[Photo-based point labeling data]

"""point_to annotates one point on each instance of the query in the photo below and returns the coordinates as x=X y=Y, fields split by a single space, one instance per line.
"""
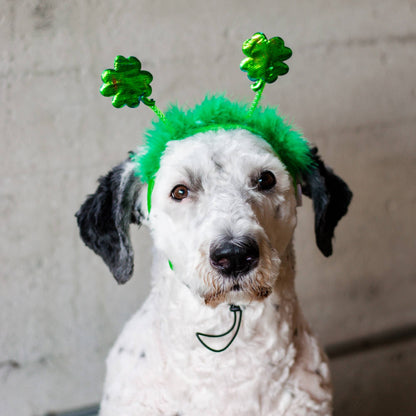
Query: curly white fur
x=274 y=366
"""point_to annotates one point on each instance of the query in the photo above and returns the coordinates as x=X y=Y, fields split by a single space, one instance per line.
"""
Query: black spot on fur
x=331 y=198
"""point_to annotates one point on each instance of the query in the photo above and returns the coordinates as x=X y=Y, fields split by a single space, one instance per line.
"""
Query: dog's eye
x=179 y=192
x=266 y=181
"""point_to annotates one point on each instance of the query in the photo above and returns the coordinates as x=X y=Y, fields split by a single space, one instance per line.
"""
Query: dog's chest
x=160 y=368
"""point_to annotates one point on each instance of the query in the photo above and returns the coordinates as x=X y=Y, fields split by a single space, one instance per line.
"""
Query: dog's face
x=223 y=212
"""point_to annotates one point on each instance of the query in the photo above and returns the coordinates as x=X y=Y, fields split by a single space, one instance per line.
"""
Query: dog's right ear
x=106 y=215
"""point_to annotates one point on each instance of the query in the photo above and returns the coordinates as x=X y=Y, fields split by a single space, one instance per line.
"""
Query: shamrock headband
x=129 y=85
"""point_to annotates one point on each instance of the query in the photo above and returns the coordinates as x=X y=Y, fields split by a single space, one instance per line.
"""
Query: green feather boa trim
x=219 y=113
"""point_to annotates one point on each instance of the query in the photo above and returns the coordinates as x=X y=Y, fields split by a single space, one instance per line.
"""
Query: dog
x=223 y=214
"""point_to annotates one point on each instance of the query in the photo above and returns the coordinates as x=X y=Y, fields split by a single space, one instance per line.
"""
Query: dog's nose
x=233 y=258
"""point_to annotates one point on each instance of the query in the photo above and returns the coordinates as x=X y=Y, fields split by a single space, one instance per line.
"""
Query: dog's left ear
x=106 y=215
x=330 y=196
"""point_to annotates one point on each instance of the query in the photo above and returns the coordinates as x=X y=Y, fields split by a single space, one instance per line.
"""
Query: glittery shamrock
x=265 y=59
x=127 y=83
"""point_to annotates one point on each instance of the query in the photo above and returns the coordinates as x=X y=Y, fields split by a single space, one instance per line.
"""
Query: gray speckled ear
x=105 y=217
x=331 y=197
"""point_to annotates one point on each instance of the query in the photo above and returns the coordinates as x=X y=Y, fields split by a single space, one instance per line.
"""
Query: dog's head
x=223 y=212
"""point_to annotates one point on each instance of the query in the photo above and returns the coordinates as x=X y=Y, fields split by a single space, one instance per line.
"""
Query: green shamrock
x=127 y=83
x=265 y=59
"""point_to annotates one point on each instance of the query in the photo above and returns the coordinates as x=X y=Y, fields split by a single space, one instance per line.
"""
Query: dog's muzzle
x=233 y=258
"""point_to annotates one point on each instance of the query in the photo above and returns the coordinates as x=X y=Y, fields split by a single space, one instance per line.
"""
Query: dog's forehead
x=224 y=149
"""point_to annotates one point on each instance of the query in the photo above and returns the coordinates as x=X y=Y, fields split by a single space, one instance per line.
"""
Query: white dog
x=223 y=213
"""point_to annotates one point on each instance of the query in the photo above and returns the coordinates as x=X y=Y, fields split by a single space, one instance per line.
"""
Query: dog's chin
x=239 y=291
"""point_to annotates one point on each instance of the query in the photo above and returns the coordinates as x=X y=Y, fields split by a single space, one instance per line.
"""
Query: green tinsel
x=216 y=113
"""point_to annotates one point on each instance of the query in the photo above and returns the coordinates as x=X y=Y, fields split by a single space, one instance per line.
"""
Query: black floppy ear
x=105 y=217
x=331 y=197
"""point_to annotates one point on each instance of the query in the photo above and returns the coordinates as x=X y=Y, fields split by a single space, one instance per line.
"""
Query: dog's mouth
x=239 y=272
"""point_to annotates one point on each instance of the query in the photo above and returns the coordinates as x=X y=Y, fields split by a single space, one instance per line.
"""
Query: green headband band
x=219 y=113
x=264 y=63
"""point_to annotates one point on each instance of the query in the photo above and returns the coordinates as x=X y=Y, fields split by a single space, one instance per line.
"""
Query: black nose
x=235 y=257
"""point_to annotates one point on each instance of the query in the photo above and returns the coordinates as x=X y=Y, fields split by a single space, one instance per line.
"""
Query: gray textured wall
x=351 y=88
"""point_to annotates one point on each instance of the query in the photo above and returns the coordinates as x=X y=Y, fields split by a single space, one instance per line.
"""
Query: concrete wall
x=352 y=89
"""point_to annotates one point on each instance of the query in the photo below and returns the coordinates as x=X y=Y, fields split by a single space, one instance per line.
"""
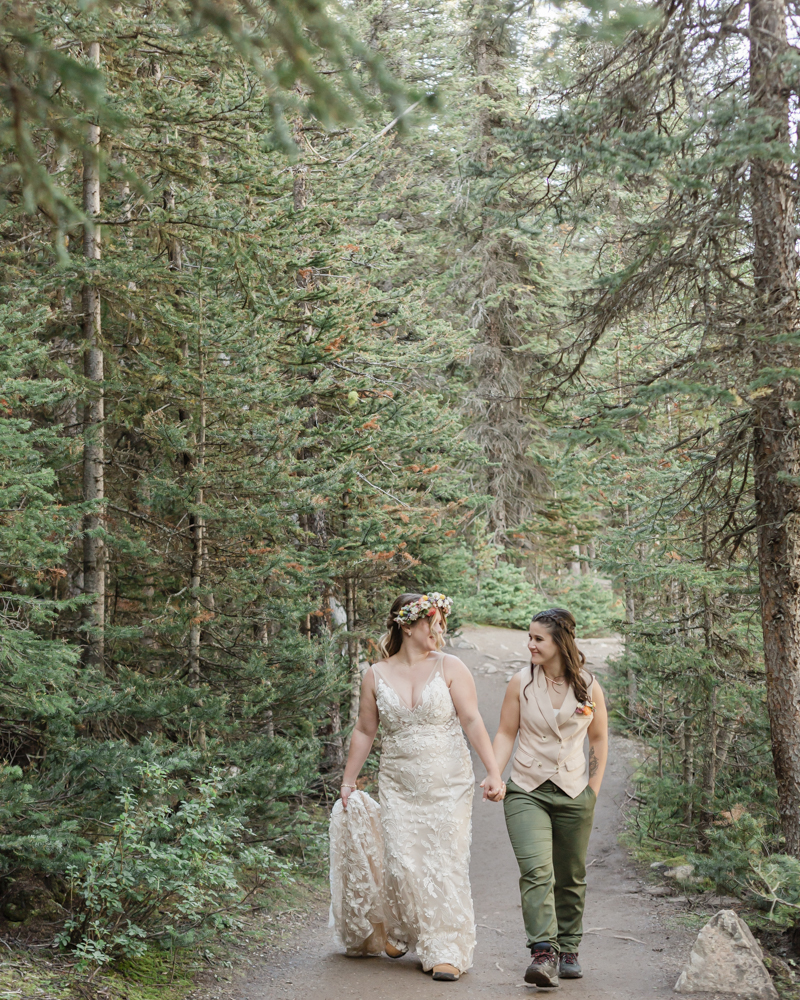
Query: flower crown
x=424 y=607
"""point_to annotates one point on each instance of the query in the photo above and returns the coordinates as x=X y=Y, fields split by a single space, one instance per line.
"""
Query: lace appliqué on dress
x=356 y=844
x=426 y=790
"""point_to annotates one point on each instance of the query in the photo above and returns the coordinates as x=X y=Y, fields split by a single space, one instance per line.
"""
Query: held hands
x=494 y=788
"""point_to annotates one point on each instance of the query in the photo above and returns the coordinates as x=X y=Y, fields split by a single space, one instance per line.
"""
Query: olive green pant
x=549 y=832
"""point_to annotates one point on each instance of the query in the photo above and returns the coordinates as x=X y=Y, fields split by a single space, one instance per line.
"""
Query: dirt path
x=631 y=950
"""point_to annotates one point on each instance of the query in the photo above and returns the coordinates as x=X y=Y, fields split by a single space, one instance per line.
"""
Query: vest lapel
x=568 y=707
x=543 y=700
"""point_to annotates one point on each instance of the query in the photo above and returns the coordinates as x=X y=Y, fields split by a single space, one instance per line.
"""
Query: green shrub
x=165 y=871
x=738 y=863
x=506 y=597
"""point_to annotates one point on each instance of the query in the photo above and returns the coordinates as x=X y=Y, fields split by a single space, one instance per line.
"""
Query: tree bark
x=353 y=650
x=94 y=556
x=776 y=435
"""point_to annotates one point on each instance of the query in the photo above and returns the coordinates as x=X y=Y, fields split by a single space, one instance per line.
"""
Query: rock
x=681 y=873
x=726 y=958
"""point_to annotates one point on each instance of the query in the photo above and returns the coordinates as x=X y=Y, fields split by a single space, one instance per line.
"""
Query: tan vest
x=550 y=742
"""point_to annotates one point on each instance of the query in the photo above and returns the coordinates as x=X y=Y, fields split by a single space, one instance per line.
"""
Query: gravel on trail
x=633 y=948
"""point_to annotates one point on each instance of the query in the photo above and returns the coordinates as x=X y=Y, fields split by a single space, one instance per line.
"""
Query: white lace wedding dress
x=401 y=872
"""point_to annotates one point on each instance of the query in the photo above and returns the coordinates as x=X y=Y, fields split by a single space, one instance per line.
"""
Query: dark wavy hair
x=561 y=625
x=392 y=639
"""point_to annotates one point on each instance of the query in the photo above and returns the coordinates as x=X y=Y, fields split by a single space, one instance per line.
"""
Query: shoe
x=568 y=965
x=446 y=973
x=543 y=970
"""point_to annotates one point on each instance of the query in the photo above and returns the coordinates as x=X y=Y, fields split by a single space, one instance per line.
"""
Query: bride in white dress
x=400 y=874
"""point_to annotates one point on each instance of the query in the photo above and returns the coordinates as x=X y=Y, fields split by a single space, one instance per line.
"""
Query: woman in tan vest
x=549 y=805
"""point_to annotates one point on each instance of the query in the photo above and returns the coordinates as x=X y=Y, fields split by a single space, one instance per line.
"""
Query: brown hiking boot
x=543 y=970
x=568 y=965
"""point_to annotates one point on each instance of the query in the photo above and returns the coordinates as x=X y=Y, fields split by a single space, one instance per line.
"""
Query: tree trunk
x=94 y=556
x=630 y=617
x=353 y=650
x=198 y=528
x=776 y=436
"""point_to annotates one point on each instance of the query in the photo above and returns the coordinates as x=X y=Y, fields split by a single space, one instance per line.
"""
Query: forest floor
x=635 y=943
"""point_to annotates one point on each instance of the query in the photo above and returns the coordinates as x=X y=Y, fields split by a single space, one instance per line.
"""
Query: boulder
x=681 y=873
x=726 y=958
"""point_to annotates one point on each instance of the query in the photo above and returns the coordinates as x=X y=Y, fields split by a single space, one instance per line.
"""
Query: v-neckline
x=424 y=688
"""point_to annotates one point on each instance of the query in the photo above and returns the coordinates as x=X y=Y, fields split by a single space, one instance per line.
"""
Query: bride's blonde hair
x=392 y=639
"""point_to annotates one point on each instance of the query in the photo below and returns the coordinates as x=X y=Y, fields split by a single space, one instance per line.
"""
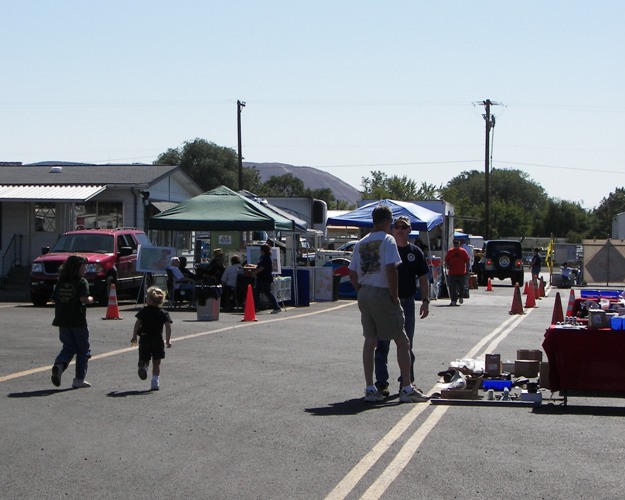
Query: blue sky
x=345 y=86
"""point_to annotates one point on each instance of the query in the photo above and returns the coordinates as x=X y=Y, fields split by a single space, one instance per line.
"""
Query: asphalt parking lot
x=274 y=409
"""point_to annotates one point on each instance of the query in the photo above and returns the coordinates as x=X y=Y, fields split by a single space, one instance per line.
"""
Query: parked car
x=112 y=256
x=501 y=259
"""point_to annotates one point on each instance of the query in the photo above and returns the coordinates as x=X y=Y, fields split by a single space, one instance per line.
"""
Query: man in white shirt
x=373 y=273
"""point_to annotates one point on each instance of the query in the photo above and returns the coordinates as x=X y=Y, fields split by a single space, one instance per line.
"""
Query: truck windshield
x=91 y=243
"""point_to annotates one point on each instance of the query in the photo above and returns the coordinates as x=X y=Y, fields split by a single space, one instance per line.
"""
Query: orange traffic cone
x=517 y=305
x=530 y=300
x=112 y=311
x=569 y=308
x=557 y=316
x=250 y=309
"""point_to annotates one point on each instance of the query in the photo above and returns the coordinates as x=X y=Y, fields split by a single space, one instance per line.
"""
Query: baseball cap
x=403 y=219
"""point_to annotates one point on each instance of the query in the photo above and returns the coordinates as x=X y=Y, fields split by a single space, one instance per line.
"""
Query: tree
x=517 y=203
x=379 y=186
x=284 y=185
x=609 y=208
x=209 y=165
x=566 y=219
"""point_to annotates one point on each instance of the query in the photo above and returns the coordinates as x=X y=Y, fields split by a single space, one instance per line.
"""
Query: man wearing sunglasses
x=457 y=261
x=373 y=273
x=412 y=268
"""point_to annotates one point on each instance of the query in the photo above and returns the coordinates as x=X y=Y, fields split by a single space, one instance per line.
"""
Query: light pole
x=240 y=106
x=490 y=123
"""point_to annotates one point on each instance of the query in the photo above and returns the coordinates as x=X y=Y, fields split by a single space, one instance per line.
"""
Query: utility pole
x=490 y=124
x=240 y=106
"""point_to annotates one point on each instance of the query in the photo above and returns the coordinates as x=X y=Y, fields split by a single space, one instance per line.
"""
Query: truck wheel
x=38 y=299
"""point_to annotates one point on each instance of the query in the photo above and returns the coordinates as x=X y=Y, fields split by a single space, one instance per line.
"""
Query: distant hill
x=312 y=178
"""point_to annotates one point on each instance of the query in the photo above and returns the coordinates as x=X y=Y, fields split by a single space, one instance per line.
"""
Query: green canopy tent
x=220 y=209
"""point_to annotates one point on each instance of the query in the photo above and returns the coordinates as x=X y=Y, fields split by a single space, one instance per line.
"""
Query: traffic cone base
x=112 y=310
x=530 y=300
x=557 y=316
x=250 y=309
x=517 y=305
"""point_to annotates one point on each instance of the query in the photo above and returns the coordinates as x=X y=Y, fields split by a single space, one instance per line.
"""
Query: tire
x=504 y=260
x=39 y=299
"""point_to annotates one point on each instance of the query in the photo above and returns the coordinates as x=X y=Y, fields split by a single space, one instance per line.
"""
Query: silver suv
x=501 y=259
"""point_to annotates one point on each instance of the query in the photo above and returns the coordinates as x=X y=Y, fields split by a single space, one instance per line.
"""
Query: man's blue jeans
x=382 y=347
x=75 y=341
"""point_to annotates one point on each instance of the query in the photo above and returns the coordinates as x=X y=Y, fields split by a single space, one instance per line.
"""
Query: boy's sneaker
x=383 y=389
x=80 y=383
x=373 y=396
x=413 y=396
x=57 y=371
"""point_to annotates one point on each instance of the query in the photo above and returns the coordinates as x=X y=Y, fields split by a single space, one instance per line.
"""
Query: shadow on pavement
x=598 y=411
x=352 y=407
x=38 y=394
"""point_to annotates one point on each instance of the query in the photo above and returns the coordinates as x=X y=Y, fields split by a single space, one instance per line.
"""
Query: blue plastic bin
x=496 y=385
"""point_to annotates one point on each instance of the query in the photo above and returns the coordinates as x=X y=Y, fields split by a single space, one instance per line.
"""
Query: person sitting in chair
x=211 y=273
x=566 y=275
x=229 y=282
x=180 y=281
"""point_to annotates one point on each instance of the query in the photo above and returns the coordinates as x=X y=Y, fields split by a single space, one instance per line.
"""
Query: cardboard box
x=507 y=367
x=536 y=397
x=492 y=365
x=469 y=392
x=531 y=354
x=526 y=368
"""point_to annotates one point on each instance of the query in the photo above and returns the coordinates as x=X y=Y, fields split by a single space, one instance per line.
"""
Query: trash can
x=207 y=302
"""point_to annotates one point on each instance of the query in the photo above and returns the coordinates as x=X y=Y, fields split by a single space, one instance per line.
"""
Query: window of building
x=45 y=217
x=104 y=214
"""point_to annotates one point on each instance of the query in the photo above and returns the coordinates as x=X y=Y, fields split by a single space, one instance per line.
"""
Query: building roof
x=46 y=192
x=80 y=175
x=110 y=175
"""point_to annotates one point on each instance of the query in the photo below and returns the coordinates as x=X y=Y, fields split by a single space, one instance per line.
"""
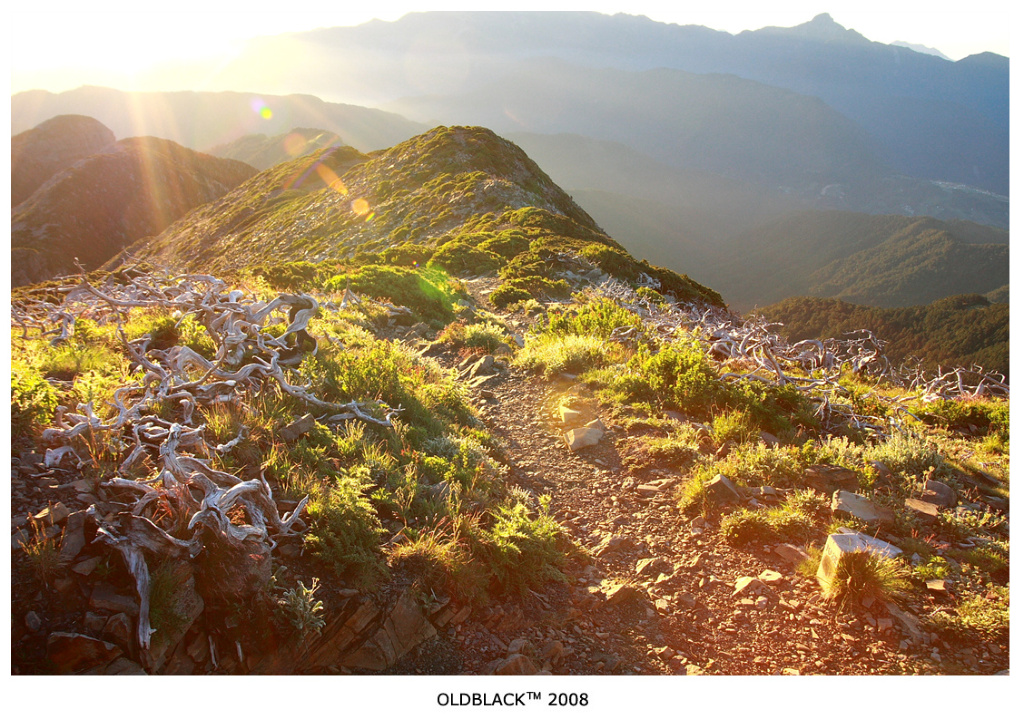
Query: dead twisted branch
x=181 y=503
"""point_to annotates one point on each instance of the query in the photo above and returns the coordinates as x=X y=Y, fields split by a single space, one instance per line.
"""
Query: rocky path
x=653 y=592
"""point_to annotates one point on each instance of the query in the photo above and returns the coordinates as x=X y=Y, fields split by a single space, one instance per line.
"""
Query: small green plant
x=766 y=525
x=344 y=533
x=734 y=425
x=43 y=552
x=862 y=575
x=983 y=617
x=33 y=399
x=302 y=609
x=935 y=567
x=522 y=546
x=552 y=354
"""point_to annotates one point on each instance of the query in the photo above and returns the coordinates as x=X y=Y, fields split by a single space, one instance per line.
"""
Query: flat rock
x=54 y=514
x=937 y=493
x=620 y=593
x=585 y=436
x=73 y=541
x=849 y=504
x=922 y=509
x=105 y=598
x=722 y=491
x=612 y=543
x=297 y=428
x=568 y=416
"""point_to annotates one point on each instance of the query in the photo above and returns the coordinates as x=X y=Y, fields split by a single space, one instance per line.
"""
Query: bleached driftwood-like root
x=180 y=501
x=771 y=358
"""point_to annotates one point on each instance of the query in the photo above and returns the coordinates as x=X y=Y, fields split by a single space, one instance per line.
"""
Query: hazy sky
x=122 y=43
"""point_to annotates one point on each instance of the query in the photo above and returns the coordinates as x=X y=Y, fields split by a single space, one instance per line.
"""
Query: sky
x=127 y=44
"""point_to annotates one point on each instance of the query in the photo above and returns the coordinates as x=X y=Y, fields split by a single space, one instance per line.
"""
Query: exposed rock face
x=39 y=154
x=133 y=188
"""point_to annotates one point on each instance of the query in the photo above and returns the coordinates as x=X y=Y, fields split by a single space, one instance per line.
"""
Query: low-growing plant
x=42 y=549
x=860 y=576
x=766 y=525
x=302 y=609
x=33 y=399
x=344 y=533
x=983 y=617
x=905 y=455
x=733 y=425
x=552 y=354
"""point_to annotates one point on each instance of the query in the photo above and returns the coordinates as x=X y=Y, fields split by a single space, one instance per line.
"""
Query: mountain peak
x=821 y=28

▸ Exercise directions: From the start of the entries up to and including the line with "x=274 y=366", swap "instance" for "occurrence" and give those lines again with everything else unchanged, leaving out the pictures.

▸ Written response:
"""point_to annotates one point on each occurrence of the query in the photo below and returns the coordinates as x=X y=Y, fields split by a single space, one occurrence per line.
"""
Query: curly white fur
x=274 y=366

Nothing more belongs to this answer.